# Need help removing something from photo



## nerwin (Jul 1, 2017)

So I have this photo I took of a really old rusty bridge but they built a new one right next to it and you can see part of it in the upper left corner.

I've been trying for a while in Photoshop to remove it, but I'm terrible at doing this type of stuff.

But I think the photo would SO much stronger without that new bridge in the frame and without that wire on the bottom right.

If anyone would be willing to help, that would be awesome! Just let me know and I can pass along a Tiff.


----------



## Peeb (Jul 1, 2017)

I'm fairly inept at PS, but will take a look at the jpg first to see what I think...


----------



## Peeb (Jul 1, 2017)

Selected sample of blue sky and clone stamped out new bridge, the used healing tool to smooth out, then selected entire area and dropped contrast to further hide shoddy work, then played with saturation a tad.  Not a finished product, but more a general discussion of how a cloddish untrained ruffian might at least try...

Please somebody tell me a wiser way so that I might learn.





Edit- ugh, needs work.


----------



## snowbear (Jul 1, 2017)

Quick & dirty.  Speaking of dirty, you have a sensor booges - below the bottom thick bean, down and to the left of the sun flare.

I just used clone tool, hard edge, about 10 pixels along he sky.  Where it crossed the metal beam, I went to 3 pixels.  Clone From was below and to the right until I got near the beam and bottom, so I switched origin to upper right (or left).


----------



## nerwin (Jul 1, 2017)

It's dirty because it was shot at f/22!

I change my lenses alot so it's going to get dirty no matter what I do. But might be worth buying some sensor swabs someday. But really, I don't care about sensor dust as that's easily fixable.


----------



## snowbear (Jul 1, 2017)

nerwin said:


> It's dirty because it was shot at f/22!
> 
> I change my lenses alot so it's going to get dirty no matter what I do. But might be worth buying some sensor swabs someday. But really, I don't care about sensor dust as that's easily fixable.


Just letting you know, that's all.


----------



## nerwin (Jul 1, 2017)

snowbear said:


> nerwin said:
> 
> 
> > It's dirty because it was shot at f/22!
> ...



Oh I'm aware. Already cloned a bunch out lol.


----------



## jpross123 (Jul 1, 2017)

Would you like the lens flare gone as well? @nerwin


----------



## nerwin (Jul 1, 2017)

jpross123 said:


> Would you like the lens flare gone as well? @nerwin



No, I like the flare! People on Instagram will get mad, you can't upset them.


----------



## jpross123 (Jul 1, 2017)

Heres my edit! Thats true, never get people mad on Instagram, lol.


----------



## jpross123 (Jul 1, 2017)

Whoops, I forgot to take the wire out, let me get that out as well.


----------



## jpross123 (Jul 1, 2017)




----------



## gk fotografie (Jul 1, 2017)

Well, make your pick, enough people to help you, a tiff file is no problem for me.
Also will take out all (sensor) dust!

Gerard

(something like this)


----------



## nerwin (Jul 1, 2017)

Wow you guys are amazing. I gotta learn about Photoshop. I'm a newbie when it comes to that. Hey we can't all be perfect at everything. 

What about removing the purple flare? I find that a little distracting now that I look at it.

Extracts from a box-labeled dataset

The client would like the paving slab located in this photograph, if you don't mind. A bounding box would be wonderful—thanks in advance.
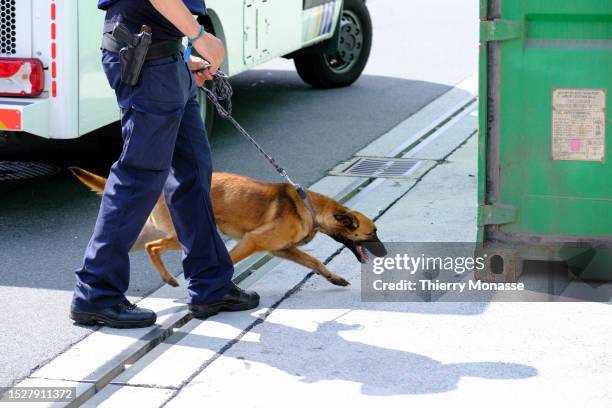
[166,134,612,408]
[356,76,478,157]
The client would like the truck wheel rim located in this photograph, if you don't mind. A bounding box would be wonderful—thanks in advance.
[325,10,363,74]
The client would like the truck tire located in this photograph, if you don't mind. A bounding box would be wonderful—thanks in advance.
[293,0,372,89]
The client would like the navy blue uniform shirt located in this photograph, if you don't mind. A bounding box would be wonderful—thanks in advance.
[98,0,206,41]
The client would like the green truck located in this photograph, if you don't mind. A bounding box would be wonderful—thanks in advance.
[477,0,612,282]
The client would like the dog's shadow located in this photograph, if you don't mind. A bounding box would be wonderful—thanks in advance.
[155,321,538,396]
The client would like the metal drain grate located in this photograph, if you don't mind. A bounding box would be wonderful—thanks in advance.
[341,157,420,178]
[0,161,60,182]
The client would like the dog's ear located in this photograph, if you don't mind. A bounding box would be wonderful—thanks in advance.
[334,212,359,231]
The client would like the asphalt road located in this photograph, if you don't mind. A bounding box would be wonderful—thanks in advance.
[0,0,478,386]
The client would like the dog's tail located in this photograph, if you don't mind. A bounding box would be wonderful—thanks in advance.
[68,166,106,195]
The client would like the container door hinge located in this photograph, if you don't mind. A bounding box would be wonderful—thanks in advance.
[478,204,518,226]
[480,20,521,42]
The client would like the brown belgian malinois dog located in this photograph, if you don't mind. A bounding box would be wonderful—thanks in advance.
[70,167,387,286]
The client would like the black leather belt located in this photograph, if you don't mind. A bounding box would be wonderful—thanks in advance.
[101,33,182,60]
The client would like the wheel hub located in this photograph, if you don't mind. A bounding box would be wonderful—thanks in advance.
[325,10,363,74]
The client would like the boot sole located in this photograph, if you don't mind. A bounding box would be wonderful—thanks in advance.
[70,310,157,329]
[189,299,259,319]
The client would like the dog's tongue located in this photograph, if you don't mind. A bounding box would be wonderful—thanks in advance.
[356,245,370,263]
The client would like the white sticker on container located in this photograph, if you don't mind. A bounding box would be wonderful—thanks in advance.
[552,89,606,161]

## SET TASK A
According to the bridge-removal thread, at what f-stop was nerwin's photograph shot?
## SET TASK B
Pick up the bridge-removal thread after its final post and continue it.

## EXERCISE OUTPUT A
f/22

## EXERCISE OUTPUT B
Here is the Tiff. 

Erwin-170611-10935.tif


----------



## jpross123 (Jul 1, 2017)

Heres your edit in a TIF file
Uploadfiles.io - erwin-170611-10935.tif


----------



## nerwin (Jul 1, 2017)

I'll check it out when I get home. I'm shopping right now in Lowes. Haha.


----------



## Peeb (Jul 1, 2017)

Cleaned mine up and then saturated the heck out of it.  I may be wrong but doesn't insta dig that?  I'm digging the flare, but that dot can come out if needed.


----------



## Peeb (Jul 1, 2017)

PS- would be striking b/w too, but you can do that without anybody's help!


----------



## Peeb (Jul 1, 2017)

'Course you could just take most the magenta out of that dot and make it a little 'birth-mark', kinda like Cindy Crawford.


----------



## vintagesnaps (Jul 1, 2017)

Flare can be cool sometimes if you move around and figure out how to angle the camera to get it hitting the lens just right to create the flare. (Shooting digitally that is, on film you can't see on the back of the camera at the time exactly how it will look.) If you adjust your vantage point when framing you can place the subject and objects where you want them (although this might be challenging to keep the other bridge out of the frame).


----------



## nerwin (Jul 1, 2017)

I had a numbers of frames for this type of shot. No matter what I did, the other bridge was in it! Especially with a ultra wide. You could basically touch other bridge from this one, that's how close it was! Haha. 

Here's a picture of both bridges.


----------



## vintagesnaps (Jul 1, 2017)

Figured it was a tight space. I usually use short telephotos, then you can get in closer without really getting in closer.


----------



## nerwin (Jul 1, 2017)

Alrighty. I made some final adjustments.

Thanks a bunch @jpross123  You did an awesome job. I really appreciate it.

Color or B&W? I don't know which one I like best! I'm gravitating toward the color because of the flare and rust.


----------



## jpross123 (Jul 1, 2017)

I'd say color for sure


----------



## nerwin (Jul 1, 2017)

jpross123 said:


> I'd say color for sure



Crap, I tagged the wrong person! There are many replies. Haha. Thanks again man.


----------



## Peeb (Jul 1, 2017)

nerwin said:


> jpross123 said:
> 
> 
> > I'd say color for sure
> ...


Yeah- unless you want to darken the shadows for more drama (which will kill the view of the rust) I'd say the color wins.


----------



## nerwin (Jul 1, 2017)

Just curious. 

What genre would this picture be classified as?


----------



## Peeb (Jul 1, 2017)

Architecture
or sun stars


----------



## jpross123 (Jul 1, 2017)

nerwin said:


> jpross123 said:
> 
> 
> > I'd say color for sure
> ...



No problem! Taking a photoshop class in high school still stuck with me, lol.


----------



## nerwin (Jul 1, 2017)

jpross123 said:


> nerwin said:
> 
> 
> > jpross123 said:
> ...



I did too but I goofed off too much lol.


----------



## birdbonkers84 (Jul 7, 2017)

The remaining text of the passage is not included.